Isolate every line in the records below with "keypoint" in it.

[Saved entries]
******************************
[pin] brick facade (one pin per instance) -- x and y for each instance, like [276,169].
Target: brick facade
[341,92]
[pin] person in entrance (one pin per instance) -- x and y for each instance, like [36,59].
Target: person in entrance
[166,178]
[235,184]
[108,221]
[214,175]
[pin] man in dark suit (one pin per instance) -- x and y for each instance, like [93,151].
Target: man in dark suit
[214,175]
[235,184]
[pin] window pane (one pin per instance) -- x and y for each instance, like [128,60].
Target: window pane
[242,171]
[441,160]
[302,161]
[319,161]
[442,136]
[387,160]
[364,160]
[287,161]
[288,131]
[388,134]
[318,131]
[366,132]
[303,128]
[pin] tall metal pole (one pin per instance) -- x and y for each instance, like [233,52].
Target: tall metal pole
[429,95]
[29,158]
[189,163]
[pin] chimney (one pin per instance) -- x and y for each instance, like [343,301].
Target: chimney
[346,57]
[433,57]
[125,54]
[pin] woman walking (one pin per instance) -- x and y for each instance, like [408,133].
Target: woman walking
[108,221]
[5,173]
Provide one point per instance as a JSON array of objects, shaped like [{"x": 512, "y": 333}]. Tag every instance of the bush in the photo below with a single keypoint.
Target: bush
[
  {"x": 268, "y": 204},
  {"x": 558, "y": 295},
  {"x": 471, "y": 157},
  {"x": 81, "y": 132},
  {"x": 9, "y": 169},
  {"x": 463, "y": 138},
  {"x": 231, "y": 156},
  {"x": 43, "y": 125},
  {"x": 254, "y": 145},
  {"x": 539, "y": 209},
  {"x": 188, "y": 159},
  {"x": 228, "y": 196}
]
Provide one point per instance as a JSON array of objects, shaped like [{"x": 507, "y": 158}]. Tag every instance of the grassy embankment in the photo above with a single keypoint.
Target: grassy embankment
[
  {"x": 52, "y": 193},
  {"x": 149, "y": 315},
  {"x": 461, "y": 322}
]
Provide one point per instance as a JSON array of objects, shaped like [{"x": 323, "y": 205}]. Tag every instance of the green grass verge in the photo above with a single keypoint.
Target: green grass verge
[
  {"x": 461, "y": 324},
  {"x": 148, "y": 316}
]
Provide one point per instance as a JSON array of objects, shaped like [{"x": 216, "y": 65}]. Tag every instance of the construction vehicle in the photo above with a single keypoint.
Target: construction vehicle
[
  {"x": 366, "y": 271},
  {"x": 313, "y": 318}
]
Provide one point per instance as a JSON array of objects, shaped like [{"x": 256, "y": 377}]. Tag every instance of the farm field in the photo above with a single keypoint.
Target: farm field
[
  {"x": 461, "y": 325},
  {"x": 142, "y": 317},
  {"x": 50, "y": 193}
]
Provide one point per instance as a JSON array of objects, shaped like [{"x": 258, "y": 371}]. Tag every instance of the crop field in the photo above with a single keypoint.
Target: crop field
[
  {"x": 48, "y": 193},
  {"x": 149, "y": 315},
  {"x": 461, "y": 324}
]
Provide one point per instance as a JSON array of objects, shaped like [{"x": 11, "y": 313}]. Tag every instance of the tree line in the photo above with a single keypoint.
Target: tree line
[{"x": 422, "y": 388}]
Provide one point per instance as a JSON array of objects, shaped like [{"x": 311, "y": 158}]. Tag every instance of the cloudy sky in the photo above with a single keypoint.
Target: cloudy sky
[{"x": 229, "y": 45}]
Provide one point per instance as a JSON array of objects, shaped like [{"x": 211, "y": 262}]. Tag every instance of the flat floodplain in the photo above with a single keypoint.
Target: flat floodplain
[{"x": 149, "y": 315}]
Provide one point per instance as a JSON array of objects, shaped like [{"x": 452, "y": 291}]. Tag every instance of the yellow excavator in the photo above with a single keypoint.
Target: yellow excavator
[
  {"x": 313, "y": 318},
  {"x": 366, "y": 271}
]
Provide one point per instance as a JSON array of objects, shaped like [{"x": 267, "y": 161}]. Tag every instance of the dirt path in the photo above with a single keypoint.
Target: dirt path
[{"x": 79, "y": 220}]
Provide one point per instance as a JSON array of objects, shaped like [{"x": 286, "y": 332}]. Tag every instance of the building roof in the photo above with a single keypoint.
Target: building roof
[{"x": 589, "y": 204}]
******************************
## OUTPUT OF THE TASK
Provide one point per instance as a JSON array of objects, shaped like [{"x": 512, "y": 333}]. Tag every instance of the bush in the photo below with a single keypoint.
Provide one point per instance as a JSON array of objects, shaped like [{"x": 507, "y": 158}]. Tag every instance of the grassy embankment in the photo above with a single keypoint.
Provide one point per instance as a JSON array of objects, shaped like [{"x": 323, "y": 205}]. Tag every instance of the green grass verge in the photo above with a single keypoint.
Provide one point per instance as a JSON array of objects, shaped like [{"x": 216, "y": 65}]. Tag every instance of the construction vehicle in the photo above with a single keypoint.
Provide one point per instance as a JSON array of objects, shaped like [{"x": 256, "y": 377}]. Tag every instance of the farm field in the photo above with a single keypoint.
Provide one point per instance as a JSON array of objects, shaped like [{"x": 258, "y": 371}]. Tag every instance of the crop field in the photo above with a single keypoint.
Provide one point per instance as a JSON array of objects, shaped like [{"x": 11, "y": 313}]. Tag every instance of the tree line in the photo above with a single keypoint.
Provide one point per instance as a JSON array of objects, shaped like [{"x": 311, "y": 158}]. Tag every instance of the cloudy sky in the photo above with a single keypoint.
Provide one point per instance as a JSON array of objects, shaped like [{"x": 211, "y": 262}]. Tag every instance of the flat floodplain in the photo above with a single keypoint.
Provide one point per instance as a JSON array of objects, shaped like [{"x": 452, "y": 291}]. Tag every instance of the yellow excavator in the photo above with a single keypoint.
Provide one point per instance as a JSON array of objects, shaped like [{"x": 267, "y": 161}]. Tag every instance of the dirt path in the photo above with a single keypoint.
Provide one point per instance as a JSON array of objects, shaped like [{"x": 286, "y": 332}]. Tag every instance of the building roof in the photo above with a single keypoint.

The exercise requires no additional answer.